§ PROBLEM TO WORK ON:
Reproduce all of the data below verbatim, keeping every line in its original order.

§ ENTRIES SUPPLIED:
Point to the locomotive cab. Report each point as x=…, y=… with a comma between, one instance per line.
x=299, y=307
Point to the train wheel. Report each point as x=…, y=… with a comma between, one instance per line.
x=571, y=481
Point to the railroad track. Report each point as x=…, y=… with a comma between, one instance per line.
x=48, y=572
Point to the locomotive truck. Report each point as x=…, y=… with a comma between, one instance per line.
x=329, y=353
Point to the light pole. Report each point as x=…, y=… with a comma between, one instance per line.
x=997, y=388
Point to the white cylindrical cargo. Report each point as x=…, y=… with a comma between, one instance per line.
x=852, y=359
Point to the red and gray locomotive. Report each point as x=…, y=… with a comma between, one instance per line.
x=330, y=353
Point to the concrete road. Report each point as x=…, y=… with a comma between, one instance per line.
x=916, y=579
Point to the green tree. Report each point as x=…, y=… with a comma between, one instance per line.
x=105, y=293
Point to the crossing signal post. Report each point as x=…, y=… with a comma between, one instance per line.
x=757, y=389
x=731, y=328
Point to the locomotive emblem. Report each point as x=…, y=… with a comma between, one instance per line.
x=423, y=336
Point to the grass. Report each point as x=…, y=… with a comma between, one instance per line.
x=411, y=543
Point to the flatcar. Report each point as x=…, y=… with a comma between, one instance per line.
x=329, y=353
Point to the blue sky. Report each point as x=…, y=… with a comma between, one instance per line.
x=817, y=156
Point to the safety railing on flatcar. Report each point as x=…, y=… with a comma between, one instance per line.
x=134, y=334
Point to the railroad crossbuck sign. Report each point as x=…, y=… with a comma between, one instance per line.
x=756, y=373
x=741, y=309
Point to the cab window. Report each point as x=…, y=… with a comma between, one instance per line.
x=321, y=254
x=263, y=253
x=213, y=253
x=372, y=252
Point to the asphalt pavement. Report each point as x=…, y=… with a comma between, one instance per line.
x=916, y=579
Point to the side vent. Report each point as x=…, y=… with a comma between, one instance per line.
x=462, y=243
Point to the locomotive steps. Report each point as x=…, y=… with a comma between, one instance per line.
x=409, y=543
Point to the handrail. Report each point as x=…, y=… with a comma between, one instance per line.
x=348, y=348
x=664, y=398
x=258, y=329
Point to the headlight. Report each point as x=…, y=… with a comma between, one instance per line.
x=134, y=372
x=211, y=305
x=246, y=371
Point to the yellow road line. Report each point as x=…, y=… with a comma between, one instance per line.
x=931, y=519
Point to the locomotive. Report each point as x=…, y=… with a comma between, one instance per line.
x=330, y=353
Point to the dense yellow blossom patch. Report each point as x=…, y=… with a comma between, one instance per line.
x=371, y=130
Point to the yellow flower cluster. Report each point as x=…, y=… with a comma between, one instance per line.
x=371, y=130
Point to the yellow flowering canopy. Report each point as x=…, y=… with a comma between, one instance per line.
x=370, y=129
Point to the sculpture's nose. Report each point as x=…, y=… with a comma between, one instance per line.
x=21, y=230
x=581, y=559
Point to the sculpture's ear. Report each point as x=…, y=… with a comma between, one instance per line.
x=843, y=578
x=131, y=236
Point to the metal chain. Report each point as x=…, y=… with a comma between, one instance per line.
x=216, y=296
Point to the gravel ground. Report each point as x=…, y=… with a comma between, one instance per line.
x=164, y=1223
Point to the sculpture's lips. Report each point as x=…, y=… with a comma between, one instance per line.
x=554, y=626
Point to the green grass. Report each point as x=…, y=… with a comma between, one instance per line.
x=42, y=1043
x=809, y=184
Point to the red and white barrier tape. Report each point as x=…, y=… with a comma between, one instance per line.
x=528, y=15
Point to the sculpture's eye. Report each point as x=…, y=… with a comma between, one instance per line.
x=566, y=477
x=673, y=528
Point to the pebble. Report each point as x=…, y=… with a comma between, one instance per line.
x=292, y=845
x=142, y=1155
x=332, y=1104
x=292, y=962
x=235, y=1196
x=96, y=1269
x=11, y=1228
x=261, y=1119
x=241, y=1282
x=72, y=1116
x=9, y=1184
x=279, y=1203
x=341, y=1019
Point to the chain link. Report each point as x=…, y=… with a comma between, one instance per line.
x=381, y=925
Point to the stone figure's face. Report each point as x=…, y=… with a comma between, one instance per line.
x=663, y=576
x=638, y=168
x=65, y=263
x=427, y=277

§ ANSWER:
Point to the locomotive cab. Report each point as x=…, y=… with a comma between, one instance per line.
x=299, y=307
Point to the train wheel. Report each point as x=…, y=… with a comma between, one instance per line.
x=571, y=481
Point to the railroad track. Report each point as x=…, y=… with a comma between, one instance per line.
x=48, y=572
Point to the locomotive truck. Report each point as x=…, y=… with a comma between, one instance per line.
x=329, y=353
Point to the light pole. Report each point as x=…, y=… with a comma between, one instance per line.
x=997, y=388
Point to the white cylindrical cargo. Report each point as x=…, y=… with a comma between, one instance per line.
x=852, y=359
Point to the red and gray locomotive. Report each point as x=…, y=… with a comma between, one instance per line.
x=330, y=353
Point to the concrete road. Report each point as x=…, y=… with a comma between, one instance per line.
x=916, y=579
Point to the green tree. Report each point as x=…, y=… with a comma between, one instance per line.
x=105, y=293
Point to the crossing signal post. Report each point as x=…, y=… with a comma between, one instance per line.
x=757, y=389
x=731, y=328
Point to the locomotive emblem. Report each point as x=…, y=… with a comma between, one instance per line.
x=423, y=336
Point to the grass. Report each point as x=…, y=… with a comma between, one instance per line.
x=411, y=543
Point to the flatcar. Report each point as x=…, y=… with a comma between, one instance per line.
x=329, y=353
Point to the blue sky. Report each point as x=…, y=… with a comma between, one instance per line.
x=817, y=156
Point to the safety railing on flatcar. Report each point as x=…, y=… with a comma between, one instance per line.
x=134, y=334
Point to the railroad crossbuck sign. Report each point as x=…, y=… with a comma between, one instance per line.
x=756, y=373
x=741, y=309
Point to the cab window. Report each point as x=…, y=… with a comma between, one instance per line.
x=321, y=254
x=263, y=253
x=213, y=253
x=372, y=252
Point to the asphalt pavement. Report each point as x=…, y=… with a comma between, one instance per line.
x=916, y=579
Point to the side vent. Report each point as x=…, y=… with a comma between, one instance per line.
x=462, y=243
Point to the locomotive steps. Report each point as x=…, y=… with a comma between, one instance per line.
x=409, y=543
Point to the handrail. Report each point as x=…, y=… with a comma between, one instance per line.
x=348, y=348
x=664, y=398
x=258, y=329
Point to the headlight. Report each point as x=…, y=… with a comma between, one instance per line.
x=134, y=372
x=211, y=305
x=246, y=371
Point to the yellow road line. Report each point as x=…, y=… with a comma between, one instance per line.
x=931, y=519
Point to the locomotive. Report each point as x=…, y=… with a comma between, one instance per line.
x=330, y=353
Point to the dense yellow blossom patch. Report each point as x=…, y=… with a comma between, one instance per line.
x=371, y=130
Point to the yellow flower cluster. Report each point as x=…, y=… with a comma between, one instance per line.
x=371, y=130
Point to the yellow flowering canopy. Report each point as x=…, y=… with a comma between, one instance per line.
x=370, y=129
Point to the sculpture's nose. Report each point as x=…, y=… with a comma between, one instance per line.
x=21, y=230
x=581, y=559
Point to the sculpture's ear. Report each point as x=…, y=… with a comma between, one instance per line.
x=843, y=578
x=131, y=236
Point to the metal chain. Report each point as x=…, y=… with a comma between, one instance per line.
x=216, y=296
Point to the gravel ground. Report each point as x=…, y=… with a comma between, one instance per line.
x=164, y=1223
Point to the sculpture's lips. Report each point as x=…, y=… with a comma between, one instance per line.
x=554, y=626
Point to the green grass. Report each point as x=…, y=… with a comma between, one instance per line.
x=42, y=1043
x=809, y=184
Point to the red and white barrier tape. Report each point as x=…, y=… with a comma between, one instance per line.
x=528, y=15
Point to the sculpture's eye. Report each point as x=…, y=… with a comma between, one instance per line.
x=566, y=477
x=673, y=528
Point to the pebble. Report each point as x=…, y=… with a comma between, one instance per line.
x=292, y=845
x=142, y=1155
x=332, y=1104
x=292, y=962
x=235, y=1196
x=96, y=1269
x=11, y=1228
x=261, y=1119
x=241, y=1282
x=72, y=1116
x=9, y=1184
x=279, y=1203
x=341, y=1019
Point to the chain link. Report each point as x=…, y=… with a comma between, one instance per line.
x=381, y=925
Point to the stone figure's face. Report each point as x=…, y=… with a comma between, one instance per line.
x=663, y=576
x=638, y=168
x=65, y=263
x=427, y=277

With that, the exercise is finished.